• **Sua tarefa**: No texto sobre os traumas da guerra, em que ano foi publicada originalmente no Vietname a obra Nỗi buồn chiến tranh?

• **Texto do exercício**:

- - - -

Entretanto, do outro lado do Pacífico: “Estou seguro de que o número de soldados vietnamitas que sofriam de traumas era muito grande”, estima o especialista em Vietname Martin Grossheim, da Universidade de Seul. “No entanto, isso nunca foi abordado no país.”
O motivo principal é que o Partido Comunista do Vietname prescrevia exatamente – e prescreve até hoje – o que dizer ou não sobre a guerra, e “problemas psíquicos não se encaixavam na imagem oficial de guerra heroica contra os americanos”, explica o vietnamólogo.
No entanto, uma prova de que os traumas existiam é o exemplo do ex-soldado Bảo Ninh, autor de The Sorrow of War (A Dor da Guerra), de 1991, cujo protagonista procura no álcool refúgio das lembranças da guerra e sofre uma profunda alienação em relação à sociedade. Publicada originalmente no Vietname em versão mimeografada, em 1987, como Nỗi buồn chiến tranh, a obra foi imediatamente proibida.
Quatro dimensões do pós-trauma
A superação do trauma não é apenas uma questão pessoal, enfatiza Brunner: “Não se trata apenas de terapias individuais. Não basta que todos os atingidos se deitem no sofá, sejam tratados e está tudo bem. A questão é como a sociedade lida com a guerra. E isso, por sua vez, afeta os indivíduos.”
Na opinião do especialista, a confrontação social tem pelo menos quatro dimensões.
Em primeiro lugar, há os rituais da memória. Depositam-se coroas de flores nos cemitérios? Há eventos memoriais públicos? Os soldados são honrados como heróis, ou antes vistos como criminosos – como os veteranos americanos do Vietname, que no pós-guerra eram execrados em seu país como “assassinos de bebés”?
A segunda dimensão é a das narrativas populares: como o conflito é representado em livros escolares, filmes, romances. A terceira é se os países envolvidos chegaram a uma reconciliação. E a quarta é se a sociedade reconhece os delitos e o tormento psicológico dos soldados, ou se os nega.

- - - -

• **Conteúdo dos dados**:
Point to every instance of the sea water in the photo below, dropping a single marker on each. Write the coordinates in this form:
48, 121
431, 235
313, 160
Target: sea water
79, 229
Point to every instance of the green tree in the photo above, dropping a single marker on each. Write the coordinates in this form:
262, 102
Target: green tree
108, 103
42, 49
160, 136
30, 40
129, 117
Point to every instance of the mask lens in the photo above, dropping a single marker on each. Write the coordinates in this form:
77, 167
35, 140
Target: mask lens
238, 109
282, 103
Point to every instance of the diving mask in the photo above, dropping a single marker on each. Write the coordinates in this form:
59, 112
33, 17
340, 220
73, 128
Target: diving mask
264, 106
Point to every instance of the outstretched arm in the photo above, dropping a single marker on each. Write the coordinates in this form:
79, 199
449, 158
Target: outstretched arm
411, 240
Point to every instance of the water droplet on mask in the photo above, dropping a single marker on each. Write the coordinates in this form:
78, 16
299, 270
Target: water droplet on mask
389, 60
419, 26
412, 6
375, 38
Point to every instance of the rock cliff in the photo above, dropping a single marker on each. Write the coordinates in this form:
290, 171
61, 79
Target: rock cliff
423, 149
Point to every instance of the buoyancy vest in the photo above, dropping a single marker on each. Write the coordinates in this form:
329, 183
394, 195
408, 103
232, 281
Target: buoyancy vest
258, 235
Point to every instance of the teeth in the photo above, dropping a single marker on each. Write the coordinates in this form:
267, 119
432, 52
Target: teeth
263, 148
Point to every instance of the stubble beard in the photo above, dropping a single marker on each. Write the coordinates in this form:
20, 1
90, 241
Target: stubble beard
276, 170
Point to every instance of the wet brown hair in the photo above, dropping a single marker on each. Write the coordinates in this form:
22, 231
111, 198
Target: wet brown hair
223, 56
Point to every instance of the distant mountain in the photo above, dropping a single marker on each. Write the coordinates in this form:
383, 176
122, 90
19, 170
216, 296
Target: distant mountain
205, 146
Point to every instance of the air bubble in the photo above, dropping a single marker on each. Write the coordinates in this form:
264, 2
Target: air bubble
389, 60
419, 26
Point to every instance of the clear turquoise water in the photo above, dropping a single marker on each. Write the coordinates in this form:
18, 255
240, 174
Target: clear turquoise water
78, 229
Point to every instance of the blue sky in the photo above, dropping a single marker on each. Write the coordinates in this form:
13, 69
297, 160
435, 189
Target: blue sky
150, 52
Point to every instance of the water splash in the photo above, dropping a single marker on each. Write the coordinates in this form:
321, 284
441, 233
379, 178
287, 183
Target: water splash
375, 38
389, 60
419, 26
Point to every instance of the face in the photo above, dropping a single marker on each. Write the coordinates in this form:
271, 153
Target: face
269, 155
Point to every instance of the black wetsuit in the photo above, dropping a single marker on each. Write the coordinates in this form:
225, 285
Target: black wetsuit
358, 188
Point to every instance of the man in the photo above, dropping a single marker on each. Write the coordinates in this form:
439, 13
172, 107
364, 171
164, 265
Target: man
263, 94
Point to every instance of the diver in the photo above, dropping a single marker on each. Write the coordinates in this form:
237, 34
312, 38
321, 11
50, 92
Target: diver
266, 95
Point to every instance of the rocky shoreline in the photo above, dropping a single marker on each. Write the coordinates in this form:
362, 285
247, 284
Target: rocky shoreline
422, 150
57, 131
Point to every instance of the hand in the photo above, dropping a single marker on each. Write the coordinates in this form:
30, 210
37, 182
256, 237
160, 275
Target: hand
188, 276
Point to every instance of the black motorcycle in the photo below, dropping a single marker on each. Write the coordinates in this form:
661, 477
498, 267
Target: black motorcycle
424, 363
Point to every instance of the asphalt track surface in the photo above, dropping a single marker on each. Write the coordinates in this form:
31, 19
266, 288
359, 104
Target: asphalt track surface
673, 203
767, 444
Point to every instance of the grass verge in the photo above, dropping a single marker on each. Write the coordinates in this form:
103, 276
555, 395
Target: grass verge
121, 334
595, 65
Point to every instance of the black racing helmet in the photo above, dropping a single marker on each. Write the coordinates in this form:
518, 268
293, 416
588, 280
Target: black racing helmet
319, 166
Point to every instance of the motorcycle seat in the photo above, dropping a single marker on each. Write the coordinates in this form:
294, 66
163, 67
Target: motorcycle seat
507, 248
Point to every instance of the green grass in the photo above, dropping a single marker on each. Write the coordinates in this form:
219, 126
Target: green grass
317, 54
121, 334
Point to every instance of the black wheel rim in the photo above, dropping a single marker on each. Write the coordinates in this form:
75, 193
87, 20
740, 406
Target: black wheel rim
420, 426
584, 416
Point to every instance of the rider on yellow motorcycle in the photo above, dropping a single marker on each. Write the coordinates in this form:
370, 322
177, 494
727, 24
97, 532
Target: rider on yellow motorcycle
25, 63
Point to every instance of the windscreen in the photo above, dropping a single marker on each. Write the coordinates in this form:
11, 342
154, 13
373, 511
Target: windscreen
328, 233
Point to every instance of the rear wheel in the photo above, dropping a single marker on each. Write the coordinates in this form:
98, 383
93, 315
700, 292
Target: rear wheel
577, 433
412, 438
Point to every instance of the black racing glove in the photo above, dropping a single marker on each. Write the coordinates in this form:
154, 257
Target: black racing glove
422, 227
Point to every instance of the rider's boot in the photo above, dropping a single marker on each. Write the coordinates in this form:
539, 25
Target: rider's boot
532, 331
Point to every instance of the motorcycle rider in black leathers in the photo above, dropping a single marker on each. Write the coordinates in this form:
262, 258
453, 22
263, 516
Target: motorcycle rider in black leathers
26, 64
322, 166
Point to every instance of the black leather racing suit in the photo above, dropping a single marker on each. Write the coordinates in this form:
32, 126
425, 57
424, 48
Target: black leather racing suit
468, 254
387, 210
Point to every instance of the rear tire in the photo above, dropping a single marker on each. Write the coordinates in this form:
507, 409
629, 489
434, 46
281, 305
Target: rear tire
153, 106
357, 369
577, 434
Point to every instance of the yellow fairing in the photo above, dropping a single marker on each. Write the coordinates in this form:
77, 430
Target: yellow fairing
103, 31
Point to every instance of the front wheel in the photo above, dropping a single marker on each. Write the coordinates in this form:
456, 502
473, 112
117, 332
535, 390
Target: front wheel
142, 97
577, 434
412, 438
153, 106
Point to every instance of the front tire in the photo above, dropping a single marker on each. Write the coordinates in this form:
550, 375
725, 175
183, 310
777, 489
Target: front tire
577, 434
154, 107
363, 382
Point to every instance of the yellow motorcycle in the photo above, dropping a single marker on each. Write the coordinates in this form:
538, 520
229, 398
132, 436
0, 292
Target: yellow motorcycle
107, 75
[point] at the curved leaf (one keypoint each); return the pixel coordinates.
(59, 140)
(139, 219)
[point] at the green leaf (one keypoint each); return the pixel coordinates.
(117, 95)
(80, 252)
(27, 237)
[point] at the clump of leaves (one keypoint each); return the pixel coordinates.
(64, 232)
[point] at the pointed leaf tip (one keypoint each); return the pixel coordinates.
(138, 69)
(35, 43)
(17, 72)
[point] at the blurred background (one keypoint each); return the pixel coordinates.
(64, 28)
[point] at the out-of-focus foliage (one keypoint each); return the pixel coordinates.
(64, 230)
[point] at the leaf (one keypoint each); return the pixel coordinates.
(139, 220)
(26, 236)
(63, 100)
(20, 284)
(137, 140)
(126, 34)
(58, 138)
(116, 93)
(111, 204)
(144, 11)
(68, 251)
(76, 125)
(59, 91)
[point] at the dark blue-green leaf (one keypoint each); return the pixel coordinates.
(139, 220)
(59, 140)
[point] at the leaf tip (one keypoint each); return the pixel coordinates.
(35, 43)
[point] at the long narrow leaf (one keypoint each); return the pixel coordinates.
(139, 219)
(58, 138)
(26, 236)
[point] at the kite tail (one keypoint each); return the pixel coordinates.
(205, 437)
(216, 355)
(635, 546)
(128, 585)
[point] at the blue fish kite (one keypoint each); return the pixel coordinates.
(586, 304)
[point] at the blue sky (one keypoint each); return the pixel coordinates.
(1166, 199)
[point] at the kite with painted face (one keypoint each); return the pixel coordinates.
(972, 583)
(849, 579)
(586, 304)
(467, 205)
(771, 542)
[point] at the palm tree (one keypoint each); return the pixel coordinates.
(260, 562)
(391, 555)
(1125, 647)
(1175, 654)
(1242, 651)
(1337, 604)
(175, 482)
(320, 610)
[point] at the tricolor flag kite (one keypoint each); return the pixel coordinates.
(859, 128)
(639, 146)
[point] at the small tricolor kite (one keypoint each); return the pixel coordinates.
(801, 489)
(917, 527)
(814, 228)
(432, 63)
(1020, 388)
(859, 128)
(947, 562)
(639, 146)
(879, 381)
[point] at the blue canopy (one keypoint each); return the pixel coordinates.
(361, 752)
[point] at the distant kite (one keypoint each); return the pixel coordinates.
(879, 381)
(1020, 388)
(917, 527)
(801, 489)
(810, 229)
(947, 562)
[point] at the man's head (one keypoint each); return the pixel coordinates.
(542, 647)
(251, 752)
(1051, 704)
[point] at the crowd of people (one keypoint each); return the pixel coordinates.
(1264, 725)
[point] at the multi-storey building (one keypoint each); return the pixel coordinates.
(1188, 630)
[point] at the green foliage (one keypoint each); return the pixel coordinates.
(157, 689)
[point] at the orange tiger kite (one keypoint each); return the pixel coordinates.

- - - -

• **Resposta abaixo**: Em 1987.